** Your tasks **
#1 Answer these questions using the differential equation thread.
(a) According to the reply, what can be found to make the equation exact?
(b) What function does the reply give for phi?
(c) What condition does the reply state for an equation of the form M dx + N dy = 0 to be exact?
#2 Using the differential equation thread, decide whether each statement agrees with it. Answer yes or no and quote the words that decide it.
(a) The reply takes phi to be a function of y.
(b) The first post asks for (2y^2+5x)dx+3xydy=0 to be solved.
(c) The reply says the equation is exact after multiplying it by phi.

--- Start of Excerpt to read ---

# Thread: diff equation problem help needed

1. ## diff equation problem help needed

(2y^2+5x)dx+3xydy=0 solve

2. Originally Posted by uga75

$\displaystyle (2y^2+5x)dx+3xydy=0$ solve
This equation can be made exact by finding an integrating factor

Let $\displaystyle \phi(x)$ be a differentable function of x

multiplying the equation by phi we get

$\displaystyle (2y^2+5x)\phi(x) dx+3xy \phi(x) dy=0$

Remember to be exact that if we have an eqaution of the form

$\displaystyle Mdx+Ndy=0$ it is exact if

$\displaystyle \frac{\partial M}{\partial y}=\frac{\partial N}{\partial x}$

$\displaystyle 4y\phi(x)=3x\phi(x)+3xy\frac{d\phi}{dx} \iff y\phi(x)=3xy\frac{d\phi}{dx} \iff \frac{1}{x}\cdot \frac{1}{x}dx=\frac{1}{\phi}d\phi$

Now solving for phi we get

$\displaystyle \frac{1}{3}\ln(x)=\ln(\phi) \iff \phi(x)=x^{1/3}$

So using this we get

$\displaystyle (2x^{1/3}y^2+5x^{4/3})dx+3x^{4/3}ydy=0$

This is now exact and can be solve using that method.

I hope this helps.

3. Originally Posted by uga75
$\displaystyle \frac{dy}{dx} + \frac{2}{3} \frac{y}{x} = - \frac{5}{3y}$

--- End of Excerpt to read ---
--- Start of Information provided ---

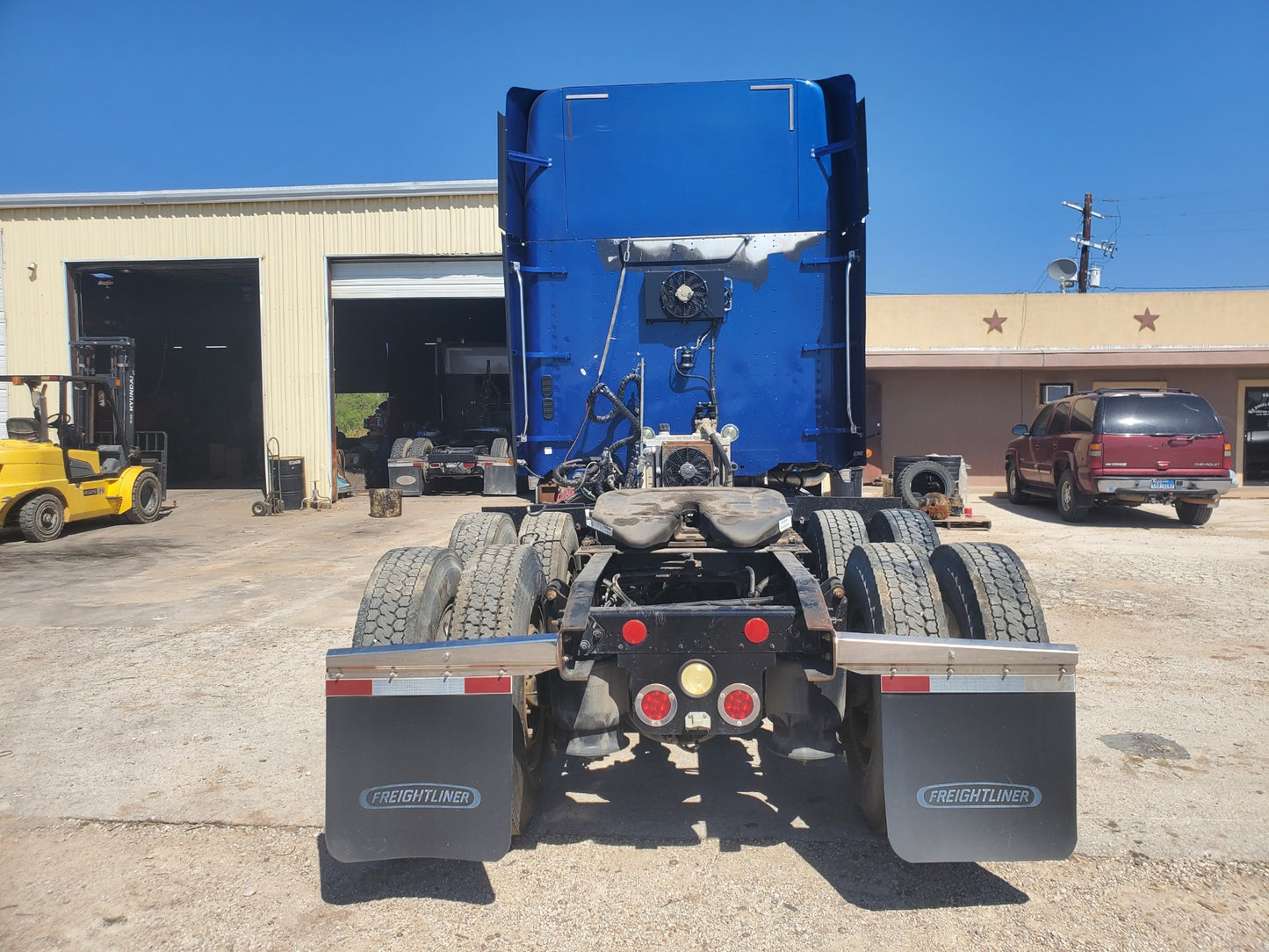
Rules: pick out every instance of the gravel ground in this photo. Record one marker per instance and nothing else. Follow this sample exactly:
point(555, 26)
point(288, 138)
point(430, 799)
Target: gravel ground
point(162, 764)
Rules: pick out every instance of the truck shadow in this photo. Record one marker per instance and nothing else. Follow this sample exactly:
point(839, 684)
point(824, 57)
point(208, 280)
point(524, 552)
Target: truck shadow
point(1107, 516)
point(452, 880)
point(649, 797)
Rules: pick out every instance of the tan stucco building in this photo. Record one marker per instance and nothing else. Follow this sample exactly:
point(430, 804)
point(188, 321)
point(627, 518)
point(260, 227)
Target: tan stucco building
point(258, 284)
point(953, 373)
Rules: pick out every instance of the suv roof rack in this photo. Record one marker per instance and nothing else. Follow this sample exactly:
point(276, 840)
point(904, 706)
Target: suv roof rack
point(1128, 390)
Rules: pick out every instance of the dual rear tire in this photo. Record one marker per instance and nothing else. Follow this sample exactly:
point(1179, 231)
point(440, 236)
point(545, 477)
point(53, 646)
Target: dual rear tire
point(430, 595)
point(969, 590)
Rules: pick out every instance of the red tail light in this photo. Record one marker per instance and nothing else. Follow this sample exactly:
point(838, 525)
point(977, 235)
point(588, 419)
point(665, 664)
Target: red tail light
point(633, 631)
point(656, 704)
point(739, 704)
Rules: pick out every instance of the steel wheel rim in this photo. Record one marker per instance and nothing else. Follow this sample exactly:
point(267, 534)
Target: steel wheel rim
point(47, 516)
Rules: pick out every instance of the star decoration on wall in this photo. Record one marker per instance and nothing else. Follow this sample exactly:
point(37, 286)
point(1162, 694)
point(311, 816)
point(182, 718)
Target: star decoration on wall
point(1146, 320)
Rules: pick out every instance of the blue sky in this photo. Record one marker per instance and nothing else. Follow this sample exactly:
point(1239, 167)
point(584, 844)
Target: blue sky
point(983, 117)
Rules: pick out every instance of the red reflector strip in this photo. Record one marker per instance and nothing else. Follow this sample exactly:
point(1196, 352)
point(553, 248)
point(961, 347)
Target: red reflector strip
point(487, 686)
point(976, 684)
point(345, 689)
point(407, 687)
point(905, 683)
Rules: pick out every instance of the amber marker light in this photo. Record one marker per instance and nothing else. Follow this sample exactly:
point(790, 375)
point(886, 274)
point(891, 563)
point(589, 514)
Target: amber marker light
point(696, 678)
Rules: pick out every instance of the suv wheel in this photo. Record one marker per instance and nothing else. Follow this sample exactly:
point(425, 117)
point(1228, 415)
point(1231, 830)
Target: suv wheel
point(1014, 485)
point(1071, 504)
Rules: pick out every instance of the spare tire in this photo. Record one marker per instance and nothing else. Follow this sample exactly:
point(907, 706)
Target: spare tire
point(923, 478)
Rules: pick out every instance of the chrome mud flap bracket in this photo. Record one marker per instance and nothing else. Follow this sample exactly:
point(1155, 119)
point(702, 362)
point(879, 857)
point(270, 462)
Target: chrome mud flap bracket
point(977, 746)
point(419, 746)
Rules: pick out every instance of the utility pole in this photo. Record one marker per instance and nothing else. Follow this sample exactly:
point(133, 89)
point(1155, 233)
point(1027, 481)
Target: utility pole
point(1085, 240)
point(1084, 245)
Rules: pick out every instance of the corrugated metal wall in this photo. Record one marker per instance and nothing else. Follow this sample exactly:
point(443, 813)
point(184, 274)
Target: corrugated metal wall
point(4, 364)
point(291, 240)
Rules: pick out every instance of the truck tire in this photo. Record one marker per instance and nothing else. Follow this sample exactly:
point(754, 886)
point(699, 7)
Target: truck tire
point(409, 598)
point(42, 516)
point(1194, 513)
point(890, 589)
point(499, 595)
point(555, 537)
point(907, 526)
point(919, 479)
point(1014, 487)
point(1071, 504)
point(832, 535)
point(987, 593)
point(146, 499)
point(475, 530)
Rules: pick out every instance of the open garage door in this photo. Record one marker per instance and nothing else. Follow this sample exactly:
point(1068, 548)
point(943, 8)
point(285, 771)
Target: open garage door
point(197, 325)
point(419, 350)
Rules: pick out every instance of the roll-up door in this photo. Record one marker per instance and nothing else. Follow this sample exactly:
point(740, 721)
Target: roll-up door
point(452, 278)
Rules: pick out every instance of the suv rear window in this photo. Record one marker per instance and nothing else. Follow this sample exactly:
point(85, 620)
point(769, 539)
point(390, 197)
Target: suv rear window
point(1163, 414)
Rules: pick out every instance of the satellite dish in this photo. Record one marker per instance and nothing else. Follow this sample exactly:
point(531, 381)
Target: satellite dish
point(1063, 270)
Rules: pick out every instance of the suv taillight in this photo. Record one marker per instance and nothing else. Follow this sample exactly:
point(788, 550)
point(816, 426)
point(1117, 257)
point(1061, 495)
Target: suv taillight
point(1095, 455)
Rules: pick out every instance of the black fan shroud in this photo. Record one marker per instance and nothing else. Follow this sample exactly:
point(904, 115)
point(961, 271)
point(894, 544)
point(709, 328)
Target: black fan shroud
point(687, 466)
point(684, 295)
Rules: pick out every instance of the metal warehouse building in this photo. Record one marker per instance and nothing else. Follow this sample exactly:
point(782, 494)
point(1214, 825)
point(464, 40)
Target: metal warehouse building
point(251, 307)
point(254, 307)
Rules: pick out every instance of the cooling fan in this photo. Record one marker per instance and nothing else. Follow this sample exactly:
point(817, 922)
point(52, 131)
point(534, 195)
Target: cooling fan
point(684, 296)
point(687, 466)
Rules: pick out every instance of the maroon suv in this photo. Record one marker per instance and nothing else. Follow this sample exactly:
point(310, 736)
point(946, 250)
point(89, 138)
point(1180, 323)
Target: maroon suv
point(1123, 446)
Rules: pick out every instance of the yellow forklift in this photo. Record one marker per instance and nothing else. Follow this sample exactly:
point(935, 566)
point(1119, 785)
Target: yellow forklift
point(80, 461)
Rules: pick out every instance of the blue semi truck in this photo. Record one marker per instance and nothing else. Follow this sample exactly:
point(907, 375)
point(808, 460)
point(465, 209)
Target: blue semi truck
point(686, 319)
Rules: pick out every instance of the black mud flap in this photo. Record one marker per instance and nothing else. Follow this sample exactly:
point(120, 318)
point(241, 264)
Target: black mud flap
point(419, 767)
point(978, 768)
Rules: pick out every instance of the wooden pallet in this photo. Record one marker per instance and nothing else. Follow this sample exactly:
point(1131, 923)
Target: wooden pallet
point(960, 522)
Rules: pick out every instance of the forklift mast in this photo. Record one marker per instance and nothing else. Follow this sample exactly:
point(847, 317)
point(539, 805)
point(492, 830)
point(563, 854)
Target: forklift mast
point(114, 361)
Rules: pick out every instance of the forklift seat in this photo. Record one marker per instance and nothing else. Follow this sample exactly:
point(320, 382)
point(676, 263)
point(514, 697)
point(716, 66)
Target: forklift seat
point(23, 428)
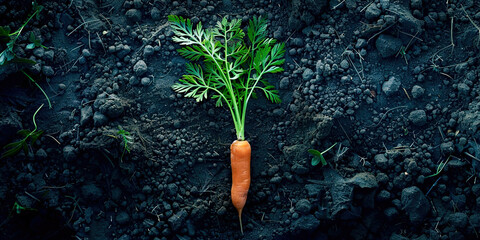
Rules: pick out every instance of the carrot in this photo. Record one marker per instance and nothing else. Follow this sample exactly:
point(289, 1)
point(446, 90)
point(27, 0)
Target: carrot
point(234, 69)
point(240, 154)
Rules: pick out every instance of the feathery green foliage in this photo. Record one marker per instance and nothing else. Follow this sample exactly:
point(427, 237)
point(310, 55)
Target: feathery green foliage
point(8, 55)
point(14, 148)
point(233, 68)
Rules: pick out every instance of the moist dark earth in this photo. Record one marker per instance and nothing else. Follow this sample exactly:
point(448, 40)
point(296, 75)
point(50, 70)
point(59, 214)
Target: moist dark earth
point(394, 83)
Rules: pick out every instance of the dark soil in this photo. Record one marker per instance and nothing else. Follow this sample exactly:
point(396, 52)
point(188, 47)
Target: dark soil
point(394, 82)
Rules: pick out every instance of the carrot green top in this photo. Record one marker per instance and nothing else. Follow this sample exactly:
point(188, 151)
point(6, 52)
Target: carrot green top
point(232, 68)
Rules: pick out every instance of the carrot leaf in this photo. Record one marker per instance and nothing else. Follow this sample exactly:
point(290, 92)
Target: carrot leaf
point(231, 68)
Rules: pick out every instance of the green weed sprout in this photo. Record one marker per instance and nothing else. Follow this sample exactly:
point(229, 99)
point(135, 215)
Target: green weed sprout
point(318, 156)
point(233, 68)
point(17, 208)
point(14, 148)
point(8, 55)
point(440, 168)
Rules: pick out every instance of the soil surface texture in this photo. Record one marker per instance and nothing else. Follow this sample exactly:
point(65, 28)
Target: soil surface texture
point(395, 83)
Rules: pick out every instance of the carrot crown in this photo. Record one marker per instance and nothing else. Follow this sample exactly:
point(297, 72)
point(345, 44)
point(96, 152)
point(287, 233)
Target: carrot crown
point(233, 68)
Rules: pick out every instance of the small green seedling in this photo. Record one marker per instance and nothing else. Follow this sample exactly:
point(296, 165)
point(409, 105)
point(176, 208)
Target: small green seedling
point(440, 168)
point(318, 156)
point(8, 55)
point(14, 148)
point(127, 139)
point(17, 208)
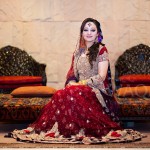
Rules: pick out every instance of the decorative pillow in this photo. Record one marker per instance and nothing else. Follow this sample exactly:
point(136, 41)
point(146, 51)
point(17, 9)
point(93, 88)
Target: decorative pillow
point(33, 91)
point(140, 91)
point(135, 78)
point(134, 84)
point(20, 79)
point(14, 86)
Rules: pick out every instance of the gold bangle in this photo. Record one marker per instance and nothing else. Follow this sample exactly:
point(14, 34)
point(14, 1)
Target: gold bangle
point(83, 82)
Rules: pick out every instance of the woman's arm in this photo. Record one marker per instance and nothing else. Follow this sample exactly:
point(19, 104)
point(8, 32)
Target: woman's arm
point(97, 80)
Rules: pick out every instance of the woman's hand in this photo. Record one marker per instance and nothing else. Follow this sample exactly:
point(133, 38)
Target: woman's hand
point(73, 83)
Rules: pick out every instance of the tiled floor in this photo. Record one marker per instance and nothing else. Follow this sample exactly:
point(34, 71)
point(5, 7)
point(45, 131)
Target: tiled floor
point(5, 128)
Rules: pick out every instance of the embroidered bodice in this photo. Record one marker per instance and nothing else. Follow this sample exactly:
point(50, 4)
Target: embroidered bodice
point(84, 69)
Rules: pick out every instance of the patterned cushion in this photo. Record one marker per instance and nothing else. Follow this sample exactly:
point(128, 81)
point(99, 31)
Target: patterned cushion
point(135, 78)
point(139, 91)
point(133, 107)
point(21, 109)
point(7, 80)
point(33, 91)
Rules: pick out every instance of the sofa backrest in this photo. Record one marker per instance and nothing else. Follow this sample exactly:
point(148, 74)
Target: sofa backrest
point(135, 60)
point(17, 62)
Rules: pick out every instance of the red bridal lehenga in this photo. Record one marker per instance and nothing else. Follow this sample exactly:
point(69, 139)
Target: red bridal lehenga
point(80, 114)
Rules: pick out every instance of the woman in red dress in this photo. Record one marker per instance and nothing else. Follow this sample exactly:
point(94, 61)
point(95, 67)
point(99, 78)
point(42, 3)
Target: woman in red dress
point(85, 109)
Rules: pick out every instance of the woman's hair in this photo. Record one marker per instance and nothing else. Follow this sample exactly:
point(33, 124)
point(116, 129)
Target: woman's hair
point(94, 49)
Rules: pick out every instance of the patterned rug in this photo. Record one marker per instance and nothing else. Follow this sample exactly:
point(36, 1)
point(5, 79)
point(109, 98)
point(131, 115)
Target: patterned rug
point(44, 145)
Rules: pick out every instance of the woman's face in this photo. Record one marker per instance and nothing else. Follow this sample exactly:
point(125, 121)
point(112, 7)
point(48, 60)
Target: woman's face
point(90, 32)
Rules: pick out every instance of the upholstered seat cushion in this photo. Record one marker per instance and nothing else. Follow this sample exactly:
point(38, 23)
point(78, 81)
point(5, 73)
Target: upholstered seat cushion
point(21, 109)
point(133, 106)
point(7, 80)
point(139, 91)
point(33, 91)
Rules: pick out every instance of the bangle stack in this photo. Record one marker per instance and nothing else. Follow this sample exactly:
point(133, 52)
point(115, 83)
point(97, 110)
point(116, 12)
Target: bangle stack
point(83, 82)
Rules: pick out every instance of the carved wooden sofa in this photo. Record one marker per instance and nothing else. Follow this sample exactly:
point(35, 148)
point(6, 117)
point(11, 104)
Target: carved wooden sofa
point(19, 69)
point(132, 79)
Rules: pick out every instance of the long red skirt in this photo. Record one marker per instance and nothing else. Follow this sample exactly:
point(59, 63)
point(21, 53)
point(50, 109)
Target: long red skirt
point(75, 108)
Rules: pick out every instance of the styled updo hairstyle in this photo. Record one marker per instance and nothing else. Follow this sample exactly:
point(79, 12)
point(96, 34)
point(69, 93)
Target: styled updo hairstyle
point(94, 49)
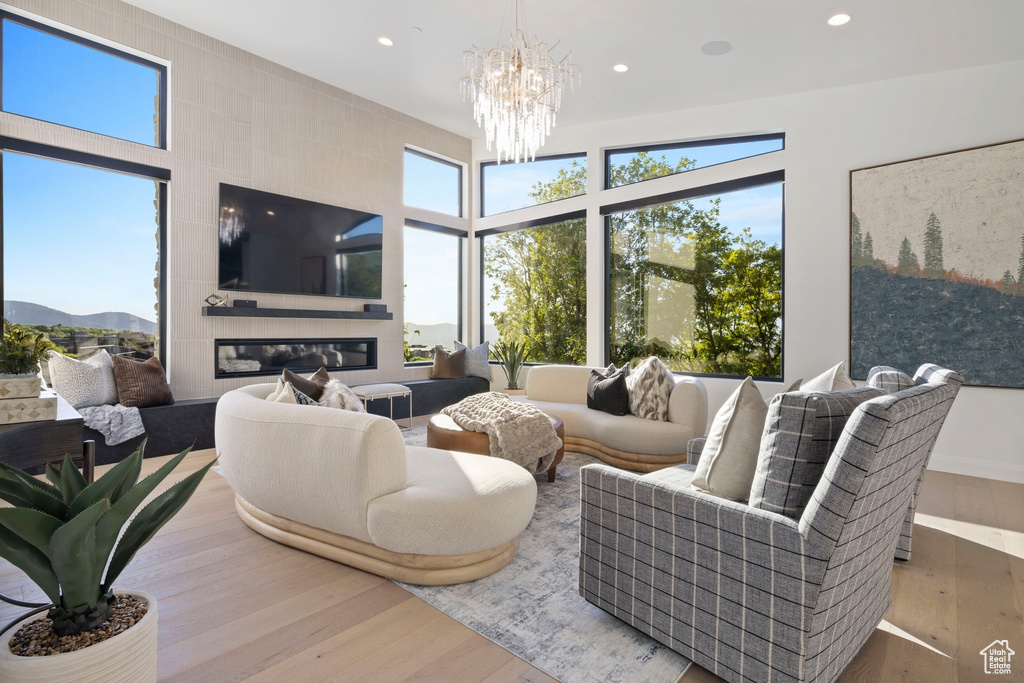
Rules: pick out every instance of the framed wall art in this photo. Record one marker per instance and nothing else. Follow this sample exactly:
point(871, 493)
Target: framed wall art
point(937, 264)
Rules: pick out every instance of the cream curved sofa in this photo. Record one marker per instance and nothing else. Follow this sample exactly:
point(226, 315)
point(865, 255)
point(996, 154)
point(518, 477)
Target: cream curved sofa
point(626, 441)
point(344, 485)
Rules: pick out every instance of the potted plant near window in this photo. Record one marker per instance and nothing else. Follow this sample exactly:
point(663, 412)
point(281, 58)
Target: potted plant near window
point(511, 355)
point(19, 355)
point(64, 535)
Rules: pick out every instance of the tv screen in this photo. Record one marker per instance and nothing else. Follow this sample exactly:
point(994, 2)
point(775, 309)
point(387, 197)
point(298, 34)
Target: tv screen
point(270, 243)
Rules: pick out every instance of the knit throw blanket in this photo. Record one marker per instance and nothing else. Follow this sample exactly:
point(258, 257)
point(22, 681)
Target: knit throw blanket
point(117, 423)
point(518, 432)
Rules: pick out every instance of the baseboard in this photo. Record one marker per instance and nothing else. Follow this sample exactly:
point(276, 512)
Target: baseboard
point(977, 467)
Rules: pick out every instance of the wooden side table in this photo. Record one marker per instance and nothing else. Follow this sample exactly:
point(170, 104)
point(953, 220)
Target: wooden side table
point(31, 444)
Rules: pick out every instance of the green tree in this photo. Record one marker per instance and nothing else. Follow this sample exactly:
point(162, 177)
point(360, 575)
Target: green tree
point(907, 261)
point(933, 249)
point(856, 242)
point(683, 286)
point(1020, 272)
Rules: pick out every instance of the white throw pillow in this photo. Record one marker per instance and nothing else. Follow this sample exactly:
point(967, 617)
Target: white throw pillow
point(834, 379)
point(337, 394)
point(730, 455)
point(84, 383)
point(477, 359)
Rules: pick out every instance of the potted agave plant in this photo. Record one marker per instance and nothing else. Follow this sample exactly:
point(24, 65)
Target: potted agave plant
point(19, 355)
point(64, 535)
point(511, 355)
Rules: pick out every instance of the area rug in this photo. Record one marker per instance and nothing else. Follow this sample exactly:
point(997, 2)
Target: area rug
point(532, 607)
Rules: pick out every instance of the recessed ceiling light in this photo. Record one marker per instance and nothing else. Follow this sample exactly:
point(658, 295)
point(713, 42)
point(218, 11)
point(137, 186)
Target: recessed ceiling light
point(716, 47)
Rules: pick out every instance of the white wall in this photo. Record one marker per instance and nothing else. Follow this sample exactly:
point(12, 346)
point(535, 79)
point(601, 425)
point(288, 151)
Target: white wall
point(827, 134)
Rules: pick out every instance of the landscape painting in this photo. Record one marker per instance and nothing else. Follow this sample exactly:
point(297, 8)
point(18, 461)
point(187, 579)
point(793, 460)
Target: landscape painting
point(937, 264)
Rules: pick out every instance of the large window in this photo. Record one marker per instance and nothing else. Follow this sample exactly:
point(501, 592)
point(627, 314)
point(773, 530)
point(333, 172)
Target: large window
point(510, 186)
point(631, 165)
point(696, 279)
point(432, 183)
point(54, 76)
point(82, 245)
point(535, 289)
point(433, 289)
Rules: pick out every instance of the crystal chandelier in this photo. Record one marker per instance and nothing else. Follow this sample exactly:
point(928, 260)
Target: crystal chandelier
point(516, 91)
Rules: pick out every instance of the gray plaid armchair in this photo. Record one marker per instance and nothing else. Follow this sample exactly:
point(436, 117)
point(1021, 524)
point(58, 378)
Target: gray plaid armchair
point(754, 595)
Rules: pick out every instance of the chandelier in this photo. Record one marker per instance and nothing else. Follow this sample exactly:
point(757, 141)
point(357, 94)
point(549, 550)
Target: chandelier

--- End of Information provided ---

** Worked solutions **
#1
(a) An integrating factor.
(b) φ(x) = x^{1/3}.
(c) ∂M/∂y = ∂N/∂x.

#2
(a) No: "Let $\displaystyle \phi(x)$ be a differentable function of x"
(b) Yes: "(2y^2+5x)dx+3xydy=0 solve"
(c) Yes: "This is now exact and can be solve using that method."